▶ _抜粋本文_:
2002年8月28日(水)「しんぶん赤旗」
政府は二十七日の閣議で、医療費の自己負担限度額を十月から大幅に引き上げることなどを盛り込んだ政令を決定しました。七月に与党が強行成立させた医療改悪法の関係政令です。十月から実施されるお年寄りの患者負担増とともに、医療改悪具体化の第一歩です。
医療費が高くなった場合の患者負担を軽減するために、自己負担限度額が設定されており、七十歳未満は、限度額を超えた分はあとで払い戻しを受ける償還払いのしくみです。七十歳以上は現在、限度額を超えた分は窓口で支払わなくてもすみます。改悪後は、この双方の限度額を引き上げます。(表)
さらに七十歳以上の外来では新たに償還払いを導入します。いったんは一割負担(一定以上所得のある人は二割)分を全額支払ったうえ、払い戻しを受けるための手続きも必要になり、お年寄りに大きな負担をもたらします。
一方、入院の場合は、限度額を超えた分は支払わなくてもいい現行制度のままです。厚生労働省が、償還払いでは患者の経済的負担が大きく、手続きも煩雑になると判断しました。
七十歳未満では、限度額の「1%」の算定にあたって控除される医療費について、一般で三十六万一千五百円、上位所得者で六十九万九千円としました。厚労省は、サラリーマン本人などに三割負担が導入される来年四月からは、これを一般で二十四万一千円、上位所得者で四十六万六千円に変更する方針です。

▶ _対象記録_:
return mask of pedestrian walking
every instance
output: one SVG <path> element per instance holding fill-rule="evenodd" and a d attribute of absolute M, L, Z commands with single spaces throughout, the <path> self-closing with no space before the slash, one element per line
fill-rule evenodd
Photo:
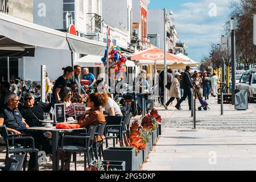
<path fill-rule="evenodd" d="M 171 88 L 169 92 L 169 96 L 171 98 L 169 99 L 166 104 L 164 104 L 164 108 L 167 110 L 168 106 L 176 98 L 177 102 L 180 98 L 180 85 L 178 80 L 178 77 L 181 75 L 179 72 L 176 72 L 174 76 L 174 77 L 171 80 Z"/>
<path fill-rule="evenodd" d="M 200 77 L 199 73 L 197 73 L 193 79 L 193 85 L 196 89 L 196 99 L 198 99 L 199 97 L 201 97 L 201 86 L 202 85 L 202 78 Z M 200 94 L 200 96 L 199 96 Z"/>
<path fill-rule="evenodd" d="M 191 71 L 191 67 L 189 65 L 186 66 L 186 70 L 182 76 L 181 88 L 183 89 L 184 93 L 183 96 L 175 106 L 178 110 L 181 109 L 180 104 L 185 100 L 187 97 L 188 97 L 189 110 L 191 110 L 191 88 L 193 88 L 193 86 L 191 80 L 191 75 L 189 72 Z"/>
<path fill-rule="evenodd" d="M 210 94 L 211 82 L 210 78 L 208 76 L 207 72 L 204 73 L 204 77 L 203 78 L 203 95 L 205 98 L 205 101 L 209 99 Z"/>
<path fill-rule="evenodd" d="M 213 97 L 216 97 L 218 92 L 218 77 L 214 72 L 213 74 L 213 76 L 210 78 L 210 82 L 212 84 L 212 91 Z"/>

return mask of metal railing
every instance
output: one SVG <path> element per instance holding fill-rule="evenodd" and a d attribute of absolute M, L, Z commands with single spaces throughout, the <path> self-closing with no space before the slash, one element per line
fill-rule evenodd
<path fill-rule="evenodd" d="M 101 32 L 101 16 L 96 13 L 86 14 L 87 34 L 97 34 Z"/>

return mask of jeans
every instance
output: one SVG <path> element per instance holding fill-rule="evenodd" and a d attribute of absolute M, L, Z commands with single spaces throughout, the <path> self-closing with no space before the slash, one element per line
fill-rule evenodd
<path fill-rule="evenodd" d="M 175 99 L 175 97 L 171 97 L 170 100 L 167 101 L 167 102 L 166 102 L 166 105 L 168 106 L 171 102 L 174 101 Z M 176 98 L 176 99 L 177 100 L 177 102 L 179 102 L 179 101 L 180 100 L 179 98 Z"/>
<path fill-rule="evenodd" d="M 137 100 L 138 106 L 141 108 L 141 110 L 142 110 L 142 99 L 145 98 L 145 95 L 144 94 L 137 94 L 136 100 Z M 146 110 L 146 99 L 145 102 L 144 103 L 144 108 Z"/>
<path fill-rule="evenodd" d="M 210 86 L 209 84 L 203 85 L 203 95 L 204 97 L 207 98 L 210 94 Z"/>
<path fill-rule="evenodd" d="M 184 89 L 184 93 L 183 96 L 182 96 L 181 98 L 177 102 L 176 106 L 177 107 L 180 107 L 180 104 L 182 102 L 186 100 L 187 96 L 188 97 L 188 106 L 189 109 L 191 109 L 191 88 L 185 88 Z"/>
<path fill-rule="evenodd" d="M 212 91 L 213 92 L 213 96 L 217 96 L 218 93 L 218 85 L 212 86 Z"/>

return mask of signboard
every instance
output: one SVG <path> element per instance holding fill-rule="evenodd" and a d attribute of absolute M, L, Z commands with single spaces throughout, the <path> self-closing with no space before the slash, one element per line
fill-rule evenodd
<path fill-rule="evenodd" d="M 85 104 L 74 104 L 75 118 L 77 120 L 77 117 L 84 114 L 86 110 Z"/>
<path fill-rule="evenodd" d="M 248 92 L 242 90 L 235 94 L 235 109 L 248 109 Z"/>
<path fill-rule="evenodd" d="M 65 114 L 65 104 L 56 104 L 55 105 L 55 122 L 64 122 L 66 120 L 66 115 Z"/>
<path fill-rule="evenodd" d="M 41 101 L 46 103 L 46 66 L 41 65 Z"/>
<path fill-rule="evenodd" d="M 256 14 L 253 15 L 253 44 L 256 46 Z"/>
<path fill-rule="evenodd" d="M 0 12 L 8 14 L 9 11 L 8 0 L 0 0 Z"/>

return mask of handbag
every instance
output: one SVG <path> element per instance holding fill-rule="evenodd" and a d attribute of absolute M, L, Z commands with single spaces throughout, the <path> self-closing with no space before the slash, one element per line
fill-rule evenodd
<path fill-rule="evenodd" d="M 171 85 L 172 85 L 172 83 L 171 82 L 168 82 L 165 86 L 165 88 L 166 88 L 167 89 L 170 90 L 171 89 Z"/>

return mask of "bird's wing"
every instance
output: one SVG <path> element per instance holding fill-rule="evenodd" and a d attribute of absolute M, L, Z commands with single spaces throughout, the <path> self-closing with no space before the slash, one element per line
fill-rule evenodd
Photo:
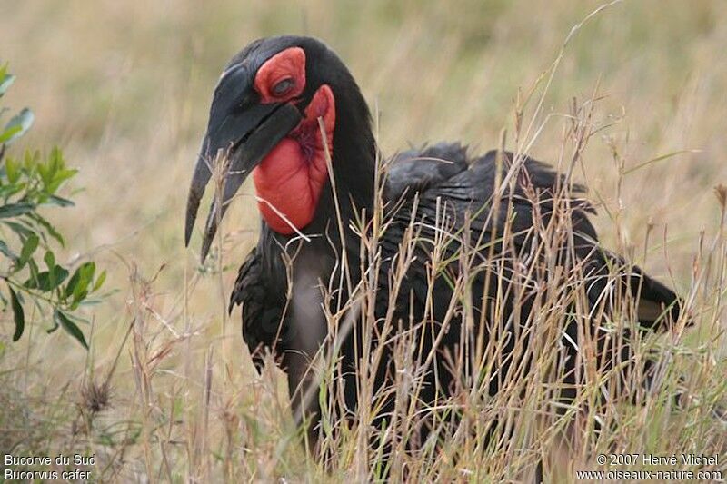
<path fill-rule="evenodd" d="M 229 311 L 242 306 L 243 340 L 250 350 L 253 362 L 258 372 L 262 370 L 263 357 L 272 351 L 280 359 L 281 321 L 284 311 L 284 294 L 268 291 L 263 278 L 263 264 L 255 249 L 247 255 L 237 273 Z"/>
<path fill-rule="evenodd" d="M 556 216 L 567 213 L 573 242 L 564 243 L 563 253 L 556 256 L 560 263 L 580 264 L 593 305 L 599 303 L 606 292 L 614 288 L 626 290 L 638 297 L 637 313 L 642 327 L 659 327 L 667 321 L 666 314 L 676 321 L 679 316 L 676 295 L 638 267 L 599 246 L 595 230 L 588 220 L 588 214 L 594 210 L 583 197 L 583 187 L 568 185 L 564 176 L 549 165 L 529 157 L 521 160 L 521 168 L 513 179 L 505 180 L 507 186 L 500 191 L 497 216 L 491 216 L 497 184 L 497 159 L 495 151 L 481 157 L 469 157 L 466 147 L 459 143 L 439 143 L 393 158 L 383 193 L 384 200 L 393 207 L 390 216 L 399 223 L 393 223 L 386 234 L 383 242 L 384 251 L 388 249 L 389 253 L 395 253 L 412 212 L 415 211 L 414 219 L 422 222 L 418 229 L 423 239 L 436 238 L 434 221 L 441 221 L 443 213 L 447 213 L 452 230 L 469 227 L 472 240 L 468 242 L 472 246 L 498 240 L 503 235 L 503 227 L 509 222 L 513 243 L 504 246 L 497 242 L 497 251 L 501 253 L 515 252 L 517 253 L 511 255 L 526 257 L 533 242 L 548 232 L 544 228 L 551 223 L 553 213 Z M 507 152 L 502 153 L 501 160 L 502 179 L 516 160 Z M 564 206 L 567 210 L 563 212 Z M 478 240 L 483 231 L 485 237 Z M 450 244 L 450 251 L 456 252 L 458 246 Z M 482 251 L 483 257 L 488 253 L 486 250 Z M 410 279 L 414 285 L 415 279 L 425 279 L 423 263 L 413 265 Z M 422 273 L 417 274 L 417 272 Z M 614 273 L 619 276 L 614 277 Z M 614 280 L 620 283 L 613 284 Z M 420 288 L 419 291 L 423 291 L 423 288 Z"/>

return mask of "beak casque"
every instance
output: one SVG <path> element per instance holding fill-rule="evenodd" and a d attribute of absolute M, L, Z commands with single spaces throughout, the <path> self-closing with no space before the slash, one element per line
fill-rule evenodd
<path fill-rule="evenodd" d="M 224 177 L 221 183 L 217 183 L 218 193 L 207 215 L 200 253 L 202 262 L 207 256 L 217 225 L 237 190 L 252 170 L 303 119 L 298 109 L 290 103 L 255 104 L 224 116 L 214 115 L 214 111 L 213 106 L 207 133 L 194 165 L 184 223 L 184 244 L 189 245 L 204 187 L 215 172 L 215 164 L 222 163 L 219 166 L 224 170 L 221 173 L 224 173 Z"/>

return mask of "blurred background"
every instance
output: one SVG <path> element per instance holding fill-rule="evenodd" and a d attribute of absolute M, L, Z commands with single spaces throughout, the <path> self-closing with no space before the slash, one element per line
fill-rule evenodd
<path fill-rule="evenodd" d="M 71 187 L 81 190 L 76 207 L 63 211 L 63 220 L 52 211 L 47 215 L 68 234 L 65 256 L 94 253 L 109 271 L 106 288 L 115 290 L 90 313 L 91 360 L 103 365 L 118 351 L 135 311 L 130 277 L 157 275 L 149 301 L 158 321 L 195 331 L 185 351 L 174 348 L 165 360 L 170 372 L 184 361 L 202 365 L 201 355 L 220 341 L 222 295 L 229 293 L 236 267 L 256 239 L 254 203 L 237 202 L 234 214 L 225 219 L 222 278 L 214 263 L 213 269 L 199 267 L 199 233 L 191 250 L 183 241 L 187 187 L 211 94 L 222 68 L 239 49 L 280 34 L 323 39 L 357 79 L 378 119 L 378 139 L 387 154 L 409 143 L 441 140 L 462 140 L 483 152 L 497 145 L 503 128 L 513 149 L 519 93 L 524 98 L 573 25 L 601 5 L 12 3 L 6 8 L 11 0 L 0 0 L 0 58 L 17 75 L 4 101 L 14 111 L 28 105 L 35 113 L 24 143 L 59 145 L 69 164 L 80 169 Z M 596 224 L 604 243 L 631 250 L 652 275 L 673 281 L 682 291 L 691 281 L 701 232 L 718 230 L 712 187 L 727 183 L 726 45 L 723 0 L 627 1 L 605 8 L 565 47 L 535 120 L 542 131 L 530 150 L 532 156 L 555 163 L 573 99 L 595 96 L 593 121 L 603 130 L 591 139 L 578 172 L 599 208 Z M 537 96 L 525 108 L 526 123 L 536 101 Z M 621 168 L 612 146 L 618 148 Z M 670 153 L 677 154 L 629 171 Z M 185 281 L 193 274 L 200 281 L 190 286 Z M 249 371 L 237 313 L 226 324 L 228 351 L 241 355 L 234 361 Z M 154 331 L 162 334 L 165 327 Z M 12 332 L 9 325 L 3 331 Z M 84 371 L 85 353 L 61 332 L 41 338 L 30 352 L 29 361 L 44 369 L 39 388 Z M 64 347 L 67 351 L 59 351 Z M 124 353 L 117 373 L 117 385 L 129 390 L 116 391 L 121 413 L 124 402 L 134 399 L 131 382 L 124 382 L 127 360 Z"/>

▶ _課題_: 次の(a)〜(c)が抜粋本文の内容と合うかどうかを「はい」か「いいえ」で答え、判断の決め手となる本文の語句をそのまま引用してください。(a) 七十歳以上の外来には、新たに償還払いが導入される。(b) 七十歳以上が入院した場合も、限度額を超えた分をいったん支払う必要がある。(c) 来年四月からの上位所得者の控除額は、六十九万九千円とされる方針である。 ここでは記録を一切用いません。

▶ _解答_:
(a) はい。「さらに七十歳以上の外来では新たに償還払いを導入します。」
(b) いいえ。「一方、入院の場合は、限度額を超えた分は支払わなくてもいい現行制度のままです。」
(c) いいえ。「上位所得者で四十六万六千円に変更する方針です。」